Requirement:
Which lines in the data below contain the word "front"? Copy each of them.

(Records drawn from a dataset)

****************

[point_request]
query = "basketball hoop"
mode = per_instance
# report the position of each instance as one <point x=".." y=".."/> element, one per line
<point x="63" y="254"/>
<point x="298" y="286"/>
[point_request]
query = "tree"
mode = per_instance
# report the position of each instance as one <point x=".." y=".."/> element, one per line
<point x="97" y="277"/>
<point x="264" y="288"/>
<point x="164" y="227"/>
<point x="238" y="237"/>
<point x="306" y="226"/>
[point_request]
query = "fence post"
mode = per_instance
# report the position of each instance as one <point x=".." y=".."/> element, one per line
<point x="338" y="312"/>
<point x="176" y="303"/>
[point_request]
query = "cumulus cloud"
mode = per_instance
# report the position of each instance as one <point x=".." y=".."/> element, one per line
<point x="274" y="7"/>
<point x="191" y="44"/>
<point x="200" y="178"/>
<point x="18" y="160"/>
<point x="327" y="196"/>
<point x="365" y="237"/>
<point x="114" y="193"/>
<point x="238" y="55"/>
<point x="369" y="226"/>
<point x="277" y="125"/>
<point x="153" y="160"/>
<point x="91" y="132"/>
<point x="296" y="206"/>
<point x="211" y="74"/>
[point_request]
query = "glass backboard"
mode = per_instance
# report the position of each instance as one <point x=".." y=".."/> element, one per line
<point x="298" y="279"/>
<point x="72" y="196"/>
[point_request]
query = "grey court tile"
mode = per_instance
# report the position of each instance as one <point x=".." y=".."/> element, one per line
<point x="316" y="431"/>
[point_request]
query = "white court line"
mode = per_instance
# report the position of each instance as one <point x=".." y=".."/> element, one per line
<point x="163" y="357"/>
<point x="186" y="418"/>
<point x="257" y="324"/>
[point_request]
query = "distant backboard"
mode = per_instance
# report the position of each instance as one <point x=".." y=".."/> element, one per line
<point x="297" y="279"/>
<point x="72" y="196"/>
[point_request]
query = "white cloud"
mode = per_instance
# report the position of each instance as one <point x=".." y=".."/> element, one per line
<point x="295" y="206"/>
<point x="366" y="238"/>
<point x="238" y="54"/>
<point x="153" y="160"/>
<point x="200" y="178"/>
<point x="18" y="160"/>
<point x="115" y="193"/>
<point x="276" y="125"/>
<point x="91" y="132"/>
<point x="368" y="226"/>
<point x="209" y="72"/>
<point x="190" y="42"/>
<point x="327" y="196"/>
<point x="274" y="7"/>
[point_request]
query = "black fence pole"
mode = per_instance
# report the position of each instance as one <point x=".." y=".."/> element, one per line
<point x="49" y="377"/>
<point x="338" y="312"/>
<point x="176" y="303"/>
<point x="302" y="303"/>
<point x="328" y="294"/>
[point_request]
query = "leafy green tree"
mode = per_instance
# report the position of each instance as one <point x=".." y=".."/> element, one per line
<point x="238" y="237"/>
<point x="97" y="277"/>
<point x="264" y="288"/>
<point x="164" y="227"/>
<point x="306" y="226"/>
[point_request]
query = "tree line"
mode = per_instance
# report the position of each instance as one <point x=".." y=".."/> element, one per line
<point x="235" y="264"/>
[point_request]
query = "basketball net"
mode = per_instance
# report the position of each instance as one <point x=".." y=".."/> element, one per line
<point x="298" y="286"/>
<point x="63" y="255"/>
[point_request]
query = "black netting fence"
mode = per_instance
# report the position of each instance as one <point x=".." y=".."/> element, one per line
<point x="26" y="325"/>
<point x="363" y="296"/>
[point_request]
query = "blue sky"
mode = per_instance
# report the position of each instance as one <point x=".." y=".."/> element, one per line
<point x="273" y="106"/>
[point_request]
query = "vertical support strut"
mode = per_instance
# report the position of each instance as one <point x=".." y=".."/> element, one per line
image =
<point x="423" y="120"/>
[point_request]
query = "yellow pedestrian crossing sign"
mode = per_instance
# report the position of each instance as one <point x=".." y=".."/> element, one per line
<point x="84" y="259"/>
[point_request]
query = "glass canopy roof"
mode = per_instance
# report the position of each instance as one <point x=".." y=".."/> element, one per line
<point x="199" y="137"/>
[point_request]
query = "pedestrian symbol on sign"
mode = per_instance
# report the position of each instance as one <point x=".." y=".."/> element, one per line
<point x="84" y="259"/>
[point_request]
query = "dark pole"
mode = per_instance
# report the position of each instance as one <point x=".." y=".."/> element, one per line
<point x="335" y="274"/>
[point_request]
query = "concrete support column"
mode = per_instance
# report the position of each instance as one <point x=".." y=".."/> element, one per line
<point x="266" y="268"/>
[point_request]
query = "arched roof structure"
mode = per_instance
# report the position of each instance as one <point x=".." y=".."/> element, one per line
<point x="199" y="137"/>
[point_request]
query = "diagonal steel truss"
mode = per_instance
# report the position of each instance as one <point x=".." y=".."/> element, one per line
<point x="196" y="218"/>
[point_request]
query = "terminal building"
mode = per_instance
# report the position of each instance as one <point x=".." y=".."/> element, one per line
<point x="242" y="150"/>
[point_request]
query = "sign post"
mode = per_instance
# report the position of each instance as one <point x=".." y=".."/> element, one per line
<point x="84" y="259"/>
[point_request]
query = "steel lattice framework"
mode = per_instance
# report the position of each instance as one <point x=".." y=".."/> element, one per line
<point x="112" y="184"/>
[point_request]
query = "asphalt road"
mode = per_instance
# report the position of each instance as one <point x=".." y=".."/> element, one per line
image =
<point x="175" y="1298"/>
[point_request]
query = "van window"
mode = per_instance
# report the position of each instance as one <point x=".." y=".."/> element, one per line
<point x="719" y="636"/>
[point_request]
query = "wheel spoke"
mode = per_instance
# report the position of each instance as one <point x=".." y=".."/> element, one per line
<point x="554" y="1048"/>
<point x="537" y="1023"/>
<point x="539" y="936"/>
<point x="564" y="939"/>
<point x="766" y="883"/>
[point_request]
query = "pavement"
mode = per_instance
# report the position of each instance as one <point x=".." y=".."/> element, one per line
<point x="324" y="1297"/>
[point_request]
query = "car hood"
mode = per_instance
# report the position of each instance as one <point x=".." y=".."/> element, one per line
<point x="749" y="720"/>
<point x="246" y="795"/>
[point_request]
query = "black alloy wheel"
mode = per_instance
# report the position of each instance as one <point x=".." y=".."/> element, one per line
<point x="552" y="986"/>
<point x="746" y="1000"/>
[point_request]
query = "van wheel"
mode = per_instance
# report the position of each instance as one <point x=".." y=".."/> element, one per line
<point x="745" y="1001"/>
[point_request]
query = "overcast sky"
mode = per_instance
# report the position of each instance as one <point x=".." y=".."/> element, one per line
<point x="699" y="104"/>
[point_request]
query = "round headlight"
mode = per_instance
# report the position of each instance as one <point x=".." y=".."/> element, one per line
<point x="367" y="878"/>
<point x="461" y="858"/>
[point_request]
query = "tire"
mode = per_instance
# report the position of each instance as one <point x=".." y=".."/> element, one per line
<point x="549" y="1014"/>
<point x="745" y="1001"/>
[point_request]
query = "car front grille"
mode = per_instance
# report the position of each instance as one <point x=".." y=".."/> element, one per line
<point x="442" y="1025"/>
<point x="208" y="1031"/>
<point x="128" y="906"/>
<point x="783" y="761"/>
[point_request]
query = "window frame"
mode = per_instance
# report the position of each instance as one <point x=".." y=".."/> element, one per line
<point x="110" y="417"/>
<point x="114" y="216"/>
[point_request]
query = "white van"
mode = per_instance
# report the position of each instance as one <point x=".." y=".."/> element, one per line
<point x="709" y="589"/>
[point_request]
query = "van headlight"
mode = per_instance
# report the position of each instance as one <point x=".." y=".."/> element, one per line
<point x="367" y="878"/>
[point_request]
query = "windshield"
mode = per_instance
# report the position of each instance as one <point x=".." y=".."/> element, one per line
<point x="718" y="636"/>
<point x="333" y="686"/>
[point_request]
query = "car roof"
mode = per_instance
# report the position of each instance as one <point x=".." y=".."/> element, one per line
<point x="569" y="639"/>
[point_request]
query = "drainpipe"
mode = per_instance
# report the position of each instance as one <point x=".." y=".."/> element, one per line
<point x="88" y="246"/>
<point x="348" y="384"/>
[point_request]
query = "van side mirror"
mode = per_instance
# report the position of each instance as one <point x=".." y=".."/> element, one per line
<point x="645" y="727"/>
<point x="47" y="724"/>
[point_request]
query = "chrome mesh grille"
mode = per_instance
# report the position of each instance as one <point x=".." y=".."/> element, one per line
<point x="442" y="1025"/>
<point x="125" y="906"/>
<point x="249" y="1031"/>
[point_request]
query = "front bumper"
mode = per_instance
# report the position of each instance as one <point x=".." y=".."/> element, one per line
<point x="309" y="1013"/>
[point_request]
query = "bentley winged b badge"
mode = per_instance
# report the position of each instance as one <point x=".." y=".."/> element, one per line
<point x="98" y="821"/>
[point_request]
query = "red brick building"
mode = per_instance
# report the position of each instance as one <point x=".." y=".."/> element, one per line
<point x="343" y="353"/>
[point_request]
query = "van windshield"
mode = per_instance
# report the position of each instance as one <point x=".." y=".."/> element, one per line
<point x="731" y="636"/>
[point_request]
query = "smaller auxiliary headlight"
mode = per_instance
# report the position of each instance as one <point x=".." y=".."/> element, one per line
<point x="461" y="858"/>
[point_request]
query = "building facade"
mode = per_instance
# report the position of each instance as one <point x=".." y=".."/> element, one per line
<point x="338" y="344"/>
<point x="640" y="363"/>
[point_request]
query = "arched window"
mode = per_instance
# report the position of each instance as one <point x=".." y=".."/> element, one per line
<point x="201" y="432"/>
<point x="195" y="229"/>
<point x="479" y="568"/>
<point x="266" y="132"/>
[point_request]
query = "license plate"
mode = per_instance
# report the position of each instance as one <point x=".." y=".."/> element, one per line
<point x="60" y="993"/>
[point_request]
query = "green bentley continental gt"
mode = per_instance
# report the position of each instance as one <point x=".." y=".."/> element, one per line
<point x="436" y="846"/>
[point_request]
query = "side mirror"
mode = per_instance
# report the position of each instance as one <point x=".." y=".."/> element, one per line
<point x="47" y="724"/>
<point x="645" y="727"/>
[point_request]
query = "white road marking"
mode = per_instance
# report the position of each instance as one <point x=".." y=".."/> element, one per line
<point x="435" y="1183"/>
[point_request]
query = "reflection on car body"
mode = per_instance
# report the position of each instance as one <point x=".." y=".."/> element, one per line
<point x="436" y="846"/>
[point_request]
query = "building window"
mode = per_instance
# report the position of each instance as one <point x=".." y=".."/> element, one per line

****************

Task solution:
query = "car front grille"
query = "front bumper"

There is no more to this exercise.